#### What you have to do:
Each entry should be copied as it stands, leaving the pictures behind.

#### Supplied data:
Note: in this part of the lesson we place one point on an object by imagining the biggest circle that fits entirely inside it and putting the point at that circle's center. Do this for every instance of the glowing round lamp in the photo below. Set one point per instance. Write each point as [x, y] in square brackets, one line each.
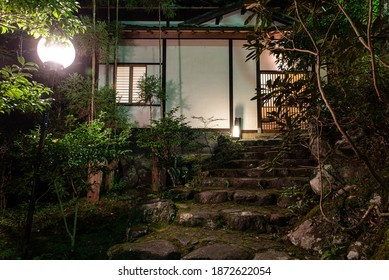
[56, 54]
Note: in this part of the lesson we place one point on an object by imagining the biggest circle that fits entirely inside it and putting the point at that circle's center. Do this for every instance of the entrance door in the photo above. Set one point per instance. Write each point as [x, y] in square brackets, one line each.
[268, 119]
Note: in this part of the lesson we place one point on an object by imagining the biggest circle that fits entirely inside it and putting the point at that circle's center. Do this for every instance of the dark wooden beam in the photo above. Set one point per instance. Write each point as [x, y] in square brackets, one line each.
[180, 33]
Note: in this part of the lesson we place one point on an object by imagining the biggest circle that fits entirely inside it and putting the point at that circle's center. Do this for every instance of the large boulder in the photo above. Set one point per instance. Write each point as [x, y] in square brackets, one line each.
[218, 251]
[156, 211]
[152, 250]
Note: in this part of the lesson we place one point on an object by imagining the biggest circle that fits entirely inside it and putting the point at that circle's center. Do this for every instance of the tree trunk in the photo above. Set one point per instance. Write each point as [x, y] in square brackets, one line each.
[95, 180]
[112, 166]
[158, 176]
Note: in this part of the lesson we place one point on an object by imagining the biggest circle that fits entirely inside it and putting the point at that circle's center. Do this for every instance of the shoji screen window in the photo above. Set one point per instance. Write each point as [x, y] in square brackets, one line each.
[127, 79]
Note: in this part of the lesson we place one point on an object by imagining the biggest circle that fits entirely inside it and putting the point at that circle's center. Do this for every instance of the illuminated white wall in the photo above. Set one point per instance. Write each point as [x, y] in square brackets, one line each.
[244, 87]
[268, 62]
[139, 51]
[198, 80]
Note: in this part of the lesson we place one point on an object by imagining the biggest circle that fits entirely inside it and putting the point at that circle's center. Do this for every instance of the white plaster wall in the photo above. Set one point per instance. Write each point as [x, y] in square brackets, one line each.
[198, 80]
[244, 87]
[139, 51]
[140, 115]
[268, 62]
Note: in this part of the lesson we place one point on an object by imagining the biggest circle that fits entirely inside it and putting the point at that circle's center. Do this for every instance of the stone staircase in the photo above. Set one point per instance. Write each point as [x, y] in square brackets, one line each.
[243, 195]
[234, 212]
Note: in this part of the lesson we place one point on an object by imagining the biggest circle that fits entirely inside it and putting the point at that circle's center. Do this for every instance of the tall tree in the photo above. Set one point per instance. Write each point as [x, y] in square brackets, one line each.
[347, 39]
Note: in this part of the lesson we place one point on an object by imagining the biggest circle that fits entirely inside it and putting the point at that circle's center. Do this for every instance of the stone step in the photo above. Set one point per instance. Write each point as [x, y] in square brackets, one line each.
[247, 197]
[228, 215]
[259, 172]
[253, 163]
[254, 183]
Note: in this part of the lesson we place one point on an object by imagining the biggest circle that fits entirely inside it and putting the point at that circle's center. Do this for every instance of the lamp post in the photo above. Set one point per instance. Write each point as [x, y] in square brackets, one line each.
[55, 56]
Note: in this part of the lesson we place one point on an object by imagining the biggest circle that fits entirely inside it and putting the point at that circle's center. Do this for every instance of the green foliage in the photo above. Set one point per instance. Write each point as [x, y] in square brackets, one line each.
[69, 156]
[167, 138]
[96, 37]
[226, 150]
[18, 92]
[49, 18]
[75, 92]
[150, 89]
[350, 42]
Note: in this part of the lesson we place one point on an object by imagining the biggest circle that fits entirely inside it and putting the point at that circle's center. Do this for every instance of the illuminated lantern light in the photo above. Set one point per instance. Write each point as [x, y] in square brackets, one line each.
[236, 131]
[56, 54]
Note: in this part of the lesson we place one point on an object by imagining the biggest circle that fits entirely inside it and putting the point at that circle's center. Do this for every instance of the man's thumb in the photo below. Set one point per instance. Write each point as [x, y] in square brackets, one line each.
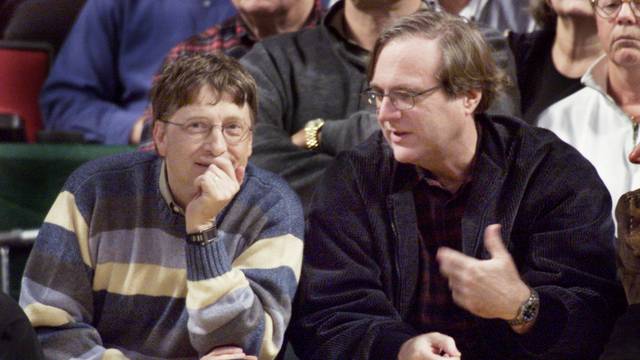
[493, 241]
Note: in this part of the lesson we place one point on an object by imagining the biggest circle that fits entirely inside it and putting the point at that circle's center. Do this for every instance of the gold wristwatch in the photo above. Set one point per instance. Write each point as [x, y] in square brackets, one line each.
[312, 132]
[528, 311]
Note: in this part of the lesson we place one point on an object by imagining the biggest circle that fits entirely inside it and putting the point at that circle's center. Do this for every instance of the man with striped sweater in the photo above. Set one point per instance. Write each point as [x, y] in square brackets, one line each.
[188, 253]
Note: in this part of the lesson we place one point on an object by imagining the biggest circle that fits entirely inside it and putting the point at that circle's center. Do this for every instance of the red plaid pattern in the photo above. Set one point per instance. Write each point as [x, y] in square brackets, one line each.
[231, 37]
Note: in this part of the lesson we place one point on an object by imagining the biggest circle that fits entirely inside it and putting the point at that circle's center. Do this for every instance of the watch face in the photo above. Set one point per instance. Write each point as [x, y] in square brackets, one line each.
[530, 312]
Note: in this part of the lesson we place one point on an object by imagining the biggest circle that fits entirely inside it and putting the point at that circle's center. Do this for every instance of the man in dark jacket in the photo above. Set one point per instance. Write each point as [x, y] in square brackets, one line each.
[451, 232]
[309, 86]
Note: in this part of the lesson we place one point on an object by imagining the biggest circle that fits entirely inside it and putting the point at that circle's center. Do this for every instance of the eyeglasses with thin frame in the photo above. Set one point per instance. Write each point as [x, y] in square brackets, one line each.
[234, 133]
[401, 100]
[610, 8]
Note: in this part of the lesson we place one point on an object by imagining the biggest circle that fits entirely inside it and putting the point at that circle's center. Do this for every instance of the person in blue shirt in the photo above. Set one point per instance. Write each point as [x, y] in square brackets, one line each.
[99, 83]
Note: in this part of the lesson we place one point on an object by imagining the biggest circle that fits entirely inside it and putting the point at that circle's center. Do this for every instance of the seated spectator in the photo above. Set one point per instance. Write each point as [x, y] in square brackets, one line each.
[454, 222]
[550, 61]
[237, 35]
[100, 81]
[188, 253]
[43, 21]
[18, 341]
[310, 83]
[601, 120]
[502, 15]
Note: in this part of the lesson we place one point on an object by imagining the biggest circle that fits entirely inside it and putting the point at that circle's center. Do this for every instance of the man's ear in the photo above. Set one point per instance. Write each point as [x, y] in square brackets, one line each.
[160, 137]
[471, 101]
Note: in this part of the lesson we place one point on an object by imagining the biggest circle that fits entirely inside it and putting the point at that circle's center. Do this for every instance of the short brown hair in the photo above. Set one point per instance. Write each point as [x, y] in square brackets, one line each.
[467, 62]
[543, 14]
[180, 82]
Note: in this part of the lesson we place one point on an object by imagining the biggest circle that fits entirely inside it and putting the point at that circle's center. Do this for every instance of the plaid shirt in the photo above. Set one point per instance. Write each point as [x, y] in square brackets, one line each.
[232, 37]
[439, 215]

#### Response for this exercise:
Note: in this part of the lesson we place one point on an object by imagining the biggest circle that fits entirely inside it and putting the point at that circle's center. Do this for every instance of the glowing round lamp in the photo below. Set one point per instance. Write each point as [x, y] in square brackets, one line each.
[56, 54]
Note: in this part of the lesson we place one point on an object by imagining the biggest circle that fits entirely inside it and putting the point at that circle's center. Do this for every instance of the entrance door in the photo above. Set one point per instance. Write each point as [x, y] in square brackets, one line each.
[268, 119]
Note: in this part of the lesson we place one point on an object by imagining the biggest circle that fits entirely inside it and putting the point at that circle's center. Do this for every instance of the dark wooden beam in the photo above. Set one point per instance. Write each point as [x, y] in square brackets, one line each.
[180, 33]
Note: in this part of the lesson we place one point on an object by imagining the biggest circle that fits entirely inside it and putting the point at that circle's center. Do this for every instance of the large boulder in the photo above. Set one point per instance. Write each point as [x, y] in square brackets, one line each.
[218, 251]
[156, 211]
[152, 250]
Note: in this part of the lesson we place one point on an object by imagining the biggest circle that fits entirely inside it and putting the point at that circle's center. Do this for every instance of the tree trunk in the photo above. Set one point per instance. Write each point as [x, y] in square brackets, one line each.
[95, 180]
[112, 166]
[158, 176]
Note: in this part of the lesson we place one point on an object by imagining the biggest circle that fits entirely inside it and putting the point at that circle's center. Do this for every instance of the shoji screen window in the photo above. Set one point per instance. Write each point as [x, y] in square brackets, one line each.
[127, 79]
Note: in this part of the lesson we place one point on an object by imagining the biggest circle that fits entirely inside it and putting the point at that circle's center. Do this for every instance of the illuminated white wall in the photo above. Set one point per instance. Write each point as [x, y] in square brackets, one line each.
[244, 87]
[268, 62]
[139, 51]
[198, 80]
Note: in this part of the lesson we place one point on an object by imagining the biggest circle that fits entirely inside it and putting the point at that circle's center. Do this for every instance of the white plaster wall in the photo above. Set one point per instance. Write each point as [x, y] in square brackets, one line each.
[198, 80]
[244, 87]
[139, 51]
[140, 115]
[268, 62]
Note: in this part of the lesson we place one point on an object by imagining the biggest circle that fits entirely inside it and putting the point at that circle's center. Do this for every instance of the stone staircase in the photo above. Set one point per instance. Write each point as [x, y] in square brackets, one line each.
[243, 195]
[234, 212]
Note: in this part of the lesson we place one point on an object by imagining the biggest circle that fits entirely inside it and putting the point at that circle's center. Do this for every instance of the tall tree in the photo above. Set one point per instance. Write each point as [x, y] in square brackets, one line each.
[347, 39]
Note: in this part of the lesson we place one point on an object by imagining the biggest circle that fits entirely inside it and putting the point at that circle's center. Do this for every instance of the stone step in the photo above. Set one point per instance. Write each point as [x, y] in square brackets, one line each.
[247, 197]
[228, 215]
[259, 172]
[253, 163]
[254, 183]
Note: in this part of the lesson we place one point on an object by imagining the biggest circle that fits entirely inside it and putting the point at that circle's center. Do this for every instance of the lamp post in the photo above. Set one point per instance. Write each point as [x, y] in square brackets, one line each.
[55, 56]
Note: in this part of the lesson we place one point on an object by imagining the biggest circle that fits entirely inside it and putting the point at that circle's center. Do this for every instance of the green foliage in the photo above. Set one point per instance. Write each point as [x, y] in square brackets, one line each.
[69, 156]
[167, 138]
[96, 37]
[226, 150]
[18, 92]
[49, 18]
[75, 92]
[150, 89]
[350, 42]
Note: in this part of the lesson we place one point on an object by imagining the biggest circle that fits entirely inside it and putting the point at that circle's center. Do this for every instance of the illuminated lantern light in the photo above. Set one point per instance. Write each point as [x, y] in square brackets, one line each.
[236, 131]
[56, 54]
Note: in this part of the lesson we place one point on an object by imagining the biggest circle that fits entirely inside it and putting the point at that circle's center. Do this for every instance of the man's thumb in the photo below. Set one point per instance. Write each point as [x, y] in square brackets, one line each.
[493, 241]
Note: in this part of the lesson we place one point on an object by imagining the biggest circle that fits entirely inside it and putting the point at that circle's center. Do this for every instance of the gold wristwatch in the photo above. Set one point per instance. Write each point as [x, y] in square brackets, one line each.
[312, 132]
[528, 311]
Note: in this part of the lesson we place one point on an object by imagining the biggest circle that fits entirely inside it and putting the point at that circle's center. Do this for every instance of the man with striped sweater in the photo above. Set one point per instance. Write each point as [x, y] in square brackets, one line each.
[188, 253]
Note: in this part of the lesson we place one point on an object by imagining the biggest circle that fits entirely inside it and putting the point at that circle's center. Do this for every instance of the red plaid pattern in the photo above. Set one point per instance. Write each point as [x, y] in square brackets, one line each.
[231, 37]
Note: in this part of the lesson we place one point on an object by imagining the biggest circle that fits entirely inside it and putting the point at that circle's center. Do this for every instance of the watch face in the photo above. Set one point per instance. Write each point as [x, y] in square brackets, one line each.
[530, 312]
Note: in this part of the lesson we place one point on an object by imagining the biggest circle that fits entirely inside it and putting the point at that circle's center. Do this for every instance of the man in dark jacket in the photo above. Set one point per instance. Write each point as [x, y] in square brackets, one line each.
[451, 232]
[309, 86]
Note: in this part of the lesson we place one point on an object by imagining the biggest circle that fits entirely inside it and putting the point at that circle's center. Do this for every instance of the eyeglasses with thin frame in the photo above. Set one point per instance. Write each point as [x, y] in square brackets, one line each.
[234, 133]
[401, 100]
[610, 8]
Note: in this part of the lesson we place one point on an object by imagining the biggest circle that fits entirely inside it and putting the point at that circle's center. Do this for every instance of the person in blue shirt in the photo above. Set one point per instance. Write each point as [x, y] in square brackets, one line each.
[99, 83]
Note: in this part of the lesson we place one point on an object by imagining the biggest circle that fits entirely inside it and putting the point at that circle's center. Do this for every instance of the seated spectator in the photo above. Set one point per instance. Write each point as [x, y] in square brackets, one line each.
[454, 222]
[550, 61]
[237, 35]
[100, 81]
[188, 253]
[43, 21]
[18, 341]
[310, 83]
[601, 120]
[502, 15]
Note: in this part of the lesson we place one point on an object by imagining the biggest circle that fits entirely inside it and putting the point at that circle's center. Do this for every instance of the man's ear in the photo above. Set one point per instance. Write each point as [x, y] in square brackets, one line each.
[160, 137]
[471, 101]
Note: in this part of the lesson we place one point on an object by imagining the biggest circle that fits entirely inside it and putting the point at that circle's center. Do this for every instance of the short brown hair in the photo above. Set one point per instance. Write each point as [x, y] in square brackets, one line each.
[467, 62]
[543, 14]
[180, 82]
Note: in this part of the lesson we place one point on an object by imagining the biggest circle that fits entirely inside it and putting the point at that circle's center. Do this for every instance of the plaid shirt in the photo above. Set one point per instance. Write each point as [x, y] in square brackets, one line each.
[232, 37]
[439, 215]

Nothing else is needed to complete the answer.